* Selected passage *
▽

The FFI GIIN List Update (Lists from June 1, 2014 through June 1, 2015)
On 1 June 2015 the IRS published its thirteenth FATCA GIIN list of “approved FFIs” (a list of the financial firms that have registered on the IRS FATCA portal). Total approved FFIs reached 165,461, and increase of only 2,851 during the month of May. This FATCA registration trend since January has been described as lethargic, with April’s increase just 2,600 additional firms joining, 3,734 additional during March, and 2,479 in February. But when compared to what was forecast by the IRS, by industry, and by the UK, it’s a troubling low figure.
In its FATCA FAQs, the IRS suggested a 500,000 potential FFI registration figure. Many industry stakeholders suggested that 800,000 – 900,000 firms fall under the expansive definition of financial institution.
Given the broad definition of a financial institution that must register for a GIIN, the UK HMRC estimated that, even with its IGA and its accompanying local regulations, 75,000 UK entities probably are impacted. Yet, only the UK GIIN population is only 23,256.
If the UK HMRC is correct that 75,000 entities are impacted in the UK, then extrapolated among other large and sophisticated financial service economies like Japan, China, India, and Germany, the IRS estimate of 500,000 may be low.
90 countries and dependencies have entered into a FATCA IGA with the U.S. based on Model 1A (reciprocal), or are awaiting local ratification, accounting for 100,190 of the registrations. A further eight countries signed a Model 1B (non-reciprocal), accounting for a further 39,564 GIINs. A final 14 countries signed a Model 2 version IGA, adding 18,458 FFI registrations covered by an IGA. Thus in total, 158,212, representing 96% of FFI registrations, are from the 112 IGA states and their dependencies.

△

* Dataset records *
▽

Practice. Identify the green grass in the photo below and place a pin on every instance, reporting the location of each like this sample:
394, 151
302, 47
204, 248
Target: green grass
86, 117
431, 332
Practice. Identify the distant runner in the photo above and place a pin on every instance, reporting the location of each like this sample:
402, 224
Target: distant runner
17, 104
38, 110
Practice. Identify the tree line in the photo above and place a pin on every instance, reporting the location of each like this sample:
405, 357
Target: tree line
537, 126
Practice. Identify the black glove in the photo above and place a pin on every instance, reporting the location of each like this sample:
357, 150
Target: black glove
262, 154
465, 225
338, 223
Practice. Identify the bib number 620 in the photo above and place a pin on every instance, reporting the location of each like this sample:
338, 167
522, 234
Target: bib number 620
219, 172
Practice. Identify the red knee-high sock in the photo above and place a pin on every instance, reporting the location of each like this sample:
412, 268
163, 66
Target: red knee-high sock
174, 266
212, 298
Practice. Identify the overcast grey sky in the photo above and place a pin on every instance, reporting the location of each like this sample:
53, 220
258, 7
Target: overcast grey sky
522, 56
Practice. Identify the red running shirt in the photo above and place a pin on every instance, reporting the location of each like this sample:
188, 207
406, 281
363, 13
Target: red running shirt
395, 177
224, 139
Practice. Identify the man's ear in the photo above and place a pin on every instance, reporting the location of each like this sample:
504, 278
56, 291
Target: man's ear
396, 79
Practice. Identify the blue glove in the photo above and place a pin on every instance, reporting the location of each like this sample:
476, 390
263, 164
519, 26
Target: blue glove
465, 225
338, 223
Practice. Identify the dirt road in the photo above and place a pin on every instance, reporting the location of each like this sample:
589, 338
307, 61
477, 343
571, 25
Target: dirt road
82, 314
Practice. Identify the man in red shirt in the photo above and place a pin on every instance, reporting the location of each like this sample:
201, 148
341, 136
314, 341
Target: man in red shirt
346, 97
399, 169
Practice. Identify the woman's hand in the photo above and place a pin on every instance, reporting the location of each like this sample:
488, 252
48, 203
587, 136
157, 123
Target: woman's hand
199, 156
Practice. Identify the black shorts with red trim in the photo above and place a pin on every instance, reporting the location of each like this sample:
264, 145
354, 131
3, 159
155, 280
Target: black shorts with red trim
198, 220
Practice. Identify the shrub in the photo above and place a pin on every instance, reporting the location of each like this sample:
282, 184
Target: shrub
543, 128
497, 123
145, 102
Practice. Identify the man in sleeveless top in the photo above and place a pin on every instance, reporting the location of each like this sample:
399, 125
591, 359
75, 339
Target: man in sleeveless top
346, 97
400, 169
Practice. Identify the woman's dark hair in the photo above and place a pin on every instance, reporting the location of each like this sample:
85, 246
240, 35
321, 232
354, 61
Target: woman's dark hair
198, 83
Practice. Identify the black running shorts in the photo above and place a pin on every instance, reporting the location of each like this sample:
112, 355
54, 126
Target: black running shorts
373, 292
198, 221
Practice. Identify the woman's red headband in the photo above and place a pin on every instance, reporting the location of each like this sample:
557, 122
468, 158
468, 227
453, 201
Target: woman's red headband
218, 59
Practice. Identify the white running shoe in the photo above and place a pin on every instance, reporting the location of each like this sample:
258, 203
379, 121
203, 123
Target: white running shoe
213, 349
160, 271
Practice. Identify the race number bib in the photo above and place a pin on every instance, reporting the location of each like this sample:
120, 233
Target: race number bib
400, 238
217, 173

△

* Tasks *
A - Copy the listing word for word, from the line with "Practice. Identify the black running" through the end of the listing.
B - Resume the FATCA GIIN list update after its final sentence.
The listing bears no relation to the FATCA GIIN list update.

* Results *
A -
Practice. Identify the black running shorts in the photo above and place a pin on every instance, reporting the location of each like this sample:
112, 355
54, 126
Target: black running shorts
373, 292
198, 221
Practice. Identify the woman's red headband in the photo above and place a pin on every instance, reporting the location of each like this sample:
557, 122
468, 158
468, 227
453, 201
Target: woman's red headband
218, 59
Practice. Identify the white running shoe in the photo above and place a pin on every instance, reporting the location of each like this sample:
258, 203
379, 121
203, 123
Target: white running shoe
213, 349
160, 271
Practice. Identify the race number bib in the photo above and place a pin on every instance, reporting the location of each like this sample:
120, 233
Target: race number bib
400, 238
217, 173

B -
The 131 countries and dependencies without an IGA have only registered 6,295 FFIs to date, a surprising low number given that the initial implementation of the 30% withholding for non-compliance with FATCA began 1 July 2014.
The UK and its ten dependencies and overseas territories comprised 74,694 of the GIINs, representing 45% of the total, or without the UK included, 49,898 for 30.6%. The 34 OECD members have produced 79,057 GIIN registrations.
Cayman remains the FFI registration global leader, with 30,868, throughout the entire FATCA registration process. Ironic that the EU Commission just black listed it last week.
The major financial industries of the four BRIC countries have only led to 8,254 FFI registrations, which is seen as a worrying point for FATCA acceptance among non-OECD states. BRIC registrations are now just dripping in, up from 8,186 in May, 8,060 in April and 7,962 in March.
OECD Common Reporting Standard signatories for the a multilateral competent authority agreement to automatically exchange information has reached 61. But a notable holdout of a signatory that has not yet actually ratified the agreement is the U.S. 88 countries and dependencies are signatories to the Multilateral Convention on Mutual Administrative Assistance in Tax Matters, the latest being Mauritius which signed June 23.
What is the Definition of Financial Institution?
The definition of ‘financial institution’ is very broad. Thus, entities and firms that may not traditionally (such as a banking enterprise or investment fund) be considered a financial institution are subject to FATCA registration and reporting – such as trust companies, certain insurance companies, holding companies, treasury centers. Moreover, the industry, especially the trust industry, is experiencing some confusion over which entities must register as an FFI, and which do not need to register, or are instead an NFFE.
FFIs are primarily banking and financial institutions, as well as certain investment entities, which are defined by FATCA and separated into three broad categories: (i) primarily traditional banks that accept deposits and perform related banking services in their ordinary course of business, (ii) entities a substantial part of the business of which involves holding financial assets for others, and (iii) entities engaged in the business of investing, reinvesting, and trading in securities, partnership interests, commodities, derivatives, and other passive financial assets.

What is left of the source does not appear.